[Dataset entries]
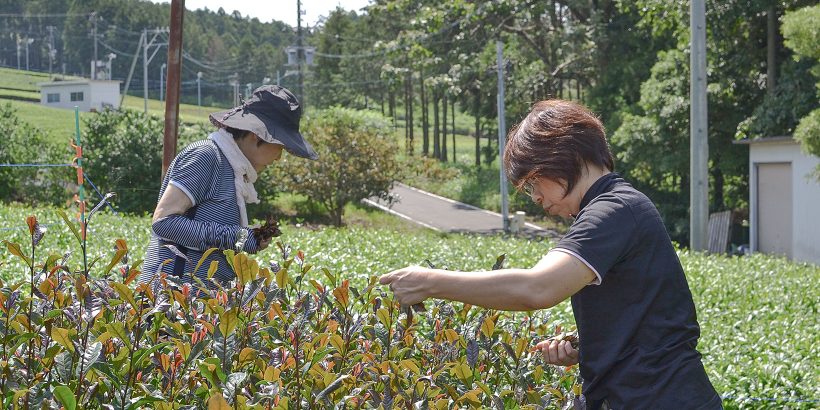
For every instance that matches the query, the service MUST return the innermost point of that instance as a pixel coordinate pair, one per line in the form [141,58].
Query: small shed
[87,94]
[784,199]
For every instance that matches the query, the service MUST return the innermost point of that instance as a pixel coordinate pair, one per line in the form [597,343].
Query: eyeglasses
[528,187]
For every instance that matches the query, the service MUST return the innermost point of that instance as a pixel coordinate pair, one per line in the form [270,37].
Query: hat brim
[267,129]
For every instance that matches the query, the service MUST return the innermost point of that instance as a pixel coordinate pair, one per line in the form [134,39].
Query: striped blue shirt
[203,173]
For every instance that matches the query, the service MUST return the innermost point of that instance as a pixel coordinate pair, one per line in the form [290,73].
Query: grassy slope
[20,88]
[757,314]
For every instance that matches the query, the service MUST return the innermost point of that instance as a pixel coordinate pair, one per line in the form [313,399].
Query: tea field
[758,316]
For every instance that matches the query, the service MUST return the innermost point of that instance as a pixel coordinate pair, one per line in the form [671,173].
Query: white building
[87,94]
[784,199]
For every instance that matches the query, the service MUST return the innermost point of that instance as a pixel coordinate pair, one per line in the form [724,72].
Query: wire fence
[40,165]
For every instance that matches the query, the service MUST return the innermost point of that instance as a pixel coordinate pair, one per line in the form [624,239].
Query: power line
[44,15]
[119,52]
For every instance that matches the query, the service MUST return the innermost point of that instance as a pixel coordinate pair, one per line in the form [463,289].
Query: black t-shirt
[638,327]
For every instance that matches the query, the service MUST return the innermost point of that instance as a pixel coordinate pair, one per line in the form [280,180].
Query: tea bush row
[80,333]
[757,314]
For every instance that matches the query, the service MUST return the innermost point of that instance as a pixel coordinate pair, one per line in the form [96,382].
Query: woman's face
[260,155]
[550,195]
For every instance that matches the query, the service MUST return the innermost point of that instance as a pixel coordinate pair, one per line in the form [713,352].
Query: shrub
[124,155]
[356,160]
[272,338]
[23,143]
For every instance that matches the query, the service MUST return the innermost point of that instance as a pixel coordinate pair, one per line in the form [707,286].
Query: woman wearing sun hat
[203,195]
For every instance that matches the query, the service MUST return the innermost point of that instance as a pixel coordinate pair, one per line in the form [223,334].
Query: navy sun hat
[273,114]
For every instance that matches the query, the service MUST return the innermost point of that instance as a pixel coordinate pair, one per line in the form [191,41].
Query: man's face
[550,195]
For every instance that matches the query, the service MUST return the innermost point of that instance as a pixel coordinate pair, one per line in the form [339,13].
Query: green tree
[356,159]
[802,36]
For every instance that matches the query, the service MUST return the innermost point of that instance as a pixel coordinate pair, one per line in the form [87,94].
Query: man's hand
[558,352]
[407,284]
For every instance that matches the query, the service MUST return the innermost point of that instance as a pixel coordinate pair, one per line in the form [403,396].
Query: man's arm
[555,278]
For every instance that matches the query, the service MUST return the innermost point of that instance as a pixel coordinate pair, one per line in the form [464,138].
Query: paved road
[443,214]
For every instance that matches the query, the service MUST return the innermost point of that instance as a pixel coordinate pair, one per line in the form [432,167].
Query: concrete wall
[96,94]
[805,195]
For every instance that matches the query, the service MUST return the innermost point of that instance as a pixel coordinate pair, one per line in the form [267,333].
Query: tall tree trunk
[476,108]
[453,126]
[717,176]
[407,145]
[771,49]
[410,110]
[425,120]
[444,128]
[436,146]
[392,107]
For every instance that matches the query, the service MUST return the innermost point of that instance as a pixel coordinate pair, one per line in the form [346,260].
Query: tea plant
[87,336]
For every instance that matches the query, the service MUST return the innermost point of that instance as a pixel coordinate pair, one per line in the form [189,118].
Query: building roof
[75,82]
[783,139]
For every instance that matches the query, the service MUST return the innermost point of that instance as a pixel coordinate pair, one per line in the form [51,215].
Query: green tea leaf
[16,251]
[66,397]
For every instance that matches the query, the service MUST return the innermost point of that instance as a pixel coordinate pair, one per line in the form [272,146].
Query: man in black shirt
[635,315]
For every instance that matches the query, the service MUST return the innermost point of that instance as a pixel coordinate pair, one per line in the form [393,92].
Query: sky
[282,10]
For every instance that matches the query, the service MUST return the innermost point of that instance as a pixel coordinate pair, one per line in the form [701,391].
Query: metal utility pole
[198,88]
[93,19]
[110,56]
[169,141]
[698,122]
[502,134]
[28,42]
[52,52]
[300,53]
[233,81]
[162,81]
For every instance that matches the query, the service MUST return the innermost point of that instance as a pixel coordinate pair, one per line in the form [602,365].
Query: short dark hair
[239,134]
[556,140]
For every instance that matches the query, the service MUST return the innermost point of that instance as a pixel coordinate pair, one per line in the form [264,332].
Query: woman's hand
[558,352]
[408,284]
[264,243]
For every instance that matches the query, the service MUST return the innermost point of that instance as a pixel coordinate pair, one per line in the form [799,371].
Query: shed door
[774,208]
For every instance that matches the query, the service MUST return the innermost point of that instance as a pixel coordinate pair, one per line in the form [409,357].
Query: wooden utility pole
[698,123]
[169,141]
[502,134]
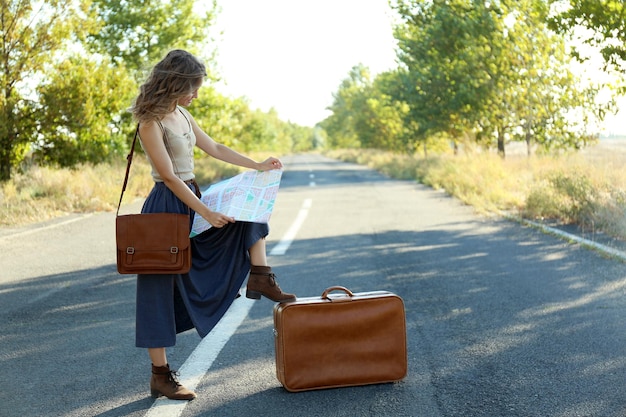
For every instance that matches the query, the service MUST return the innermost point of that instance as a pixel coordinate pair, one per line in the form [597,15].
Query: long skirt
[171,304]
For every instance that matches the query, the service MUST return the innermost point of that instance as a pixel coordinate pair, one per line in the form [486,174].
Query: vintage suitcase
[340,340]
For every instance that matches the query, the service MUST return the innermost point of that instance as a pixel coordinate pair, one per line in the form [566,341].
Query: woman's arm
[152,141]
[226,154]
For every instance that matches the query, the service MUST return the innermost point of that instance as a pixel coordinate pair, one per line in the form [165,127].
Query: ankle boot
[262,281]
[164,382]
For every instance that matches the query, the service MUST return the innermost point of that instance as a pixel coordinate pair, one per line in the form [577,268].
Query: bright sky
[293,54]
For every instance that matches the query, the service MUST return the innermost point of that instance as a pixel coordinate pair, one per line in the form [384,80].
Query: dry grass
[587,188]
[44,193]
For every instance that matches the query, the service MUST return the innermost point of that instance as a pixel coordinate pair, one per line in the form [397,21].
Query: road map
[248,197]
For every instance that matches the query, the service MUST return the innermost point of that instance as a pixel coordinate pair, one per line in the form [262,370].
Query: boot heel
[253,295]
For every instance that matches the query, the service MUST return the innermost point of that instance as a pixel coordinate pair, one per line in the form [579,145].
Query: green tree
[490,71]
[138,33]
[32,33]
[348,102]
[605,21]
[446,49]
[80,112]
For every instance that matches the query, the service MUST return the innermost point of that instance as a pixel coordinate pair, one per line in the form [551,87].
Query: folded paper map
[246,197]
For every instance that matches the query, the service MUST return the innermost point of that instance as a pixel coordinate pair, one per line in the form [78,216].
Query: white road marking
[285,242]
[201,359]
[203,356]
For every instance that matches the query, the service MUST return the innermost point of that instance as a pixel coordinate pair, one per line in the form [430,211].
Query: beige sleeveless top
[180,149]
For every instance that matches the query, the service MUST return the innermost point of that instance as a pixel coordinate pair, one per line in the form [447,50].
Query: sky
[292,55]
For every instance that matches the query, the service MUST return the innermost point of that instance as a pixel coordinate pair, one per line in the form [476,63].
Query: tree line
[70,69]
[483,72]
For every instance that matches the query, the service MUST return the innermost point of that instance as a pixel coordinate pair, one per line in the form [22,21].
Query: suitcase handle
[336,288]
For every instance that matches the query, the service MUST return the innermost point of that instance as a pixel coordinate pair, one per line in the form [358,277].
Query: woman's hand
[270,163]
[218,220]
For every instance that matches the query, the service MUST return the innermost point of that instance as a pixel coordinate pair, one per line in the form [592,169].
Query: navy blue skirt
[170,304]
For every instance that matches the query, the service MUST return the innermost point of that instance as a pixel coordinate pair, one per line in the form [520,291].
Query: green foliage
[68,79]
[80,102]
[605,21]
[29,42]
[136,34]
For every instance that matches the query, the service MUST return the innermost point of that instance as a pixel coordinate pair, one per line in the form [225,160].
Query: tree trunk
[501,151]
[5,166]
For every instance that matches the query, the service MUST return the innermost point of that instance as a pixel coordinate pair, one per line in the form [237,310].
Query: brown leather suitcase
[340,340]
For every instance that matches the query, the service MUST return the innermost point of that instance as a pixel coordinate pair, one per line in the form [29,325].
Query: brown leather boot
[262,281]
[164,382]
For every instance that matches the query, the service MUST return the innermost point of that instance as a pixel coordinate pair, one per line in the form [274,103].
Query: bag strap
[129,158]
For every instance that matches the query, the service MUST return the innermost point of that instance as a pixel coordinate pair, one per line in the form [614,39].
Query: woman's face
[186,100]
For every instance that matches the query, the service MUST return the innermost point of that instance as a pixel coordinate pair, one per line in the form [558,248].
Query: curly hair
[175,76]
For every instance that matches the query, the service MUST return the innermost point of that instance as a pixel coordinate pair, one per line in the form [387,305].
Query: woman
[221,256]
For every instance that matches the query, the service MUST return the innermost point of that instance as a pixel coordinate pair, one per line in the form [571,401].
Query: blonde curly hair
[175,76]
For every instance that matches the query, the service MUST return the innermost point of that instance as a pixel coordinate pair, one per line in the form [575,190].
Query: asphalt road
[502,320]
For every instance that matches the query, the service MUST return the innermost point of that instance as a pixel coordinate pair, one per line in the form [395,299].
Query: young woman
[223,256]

**Instructions to follow**
Please give back, exactly as it stands above, the stretch from the line with "the form [430,211]." through the line with "the form [29,325].", and no line outside it.

**Output below**
For every instance that matches the query, the service MUST return the innermost point of that instance as a pixel coordinate pair, one per line in the form [430,211].
Query: beige sleeveless top
[180,149]
For every instance that matches the query, the service MUST return the innermost point of that instance as a pixel coordinate pair, one per line in the form [447,50].
Query: sky
[292,55]
For every instance that matches the query, the service MUST return the innermost point of that instance as a pixel coordinate pair, one per line in the form [476,63].
Query: tree line
[70,69]
[483,72]
For every instance that matches the query, the service MUST return the innermost point of that instance as a pixel coordinate pair, one per line in the form [22,21].
Query: suitcase handle
[336,288]
For every instance that matches the query, the service MUST return the innermost point of that instance as a pixel coordinate pair, one per line in the form [358,277].
Query: woman's hand
[270,163]
[218,220]
For every instance that matches the query, the service MUST return the innermost point of that instance as a pixel coordinate pair, one per line in the form [592,169].
Query: navy blue skirt
[170,304]
For every instance that matches the query, the service MUST return the innermost point of that instance as a pixel coordinate pair, one per line in the form [520,291].
Query: green foliage
[68,79]
[80,102]
[605,21]
[29,42]
[136,34]
For every instance that matches the query, the service MUST return the innermost point of that instance as a pixel coordinate pair, one per line in the form [225,160].
Query: tree trunk
[501,151]
[5,166]
For every instance that matches the query, the service MUST return the innermost point of that instance as a pixel coordinate pair, one per line in the form [237,310].
Query: brown leather suitcase
[340,340]
For every instance that matches the query, the service MUST return the innermost point of that instance as a pixel coordinate pair, one per line in the form [29,325].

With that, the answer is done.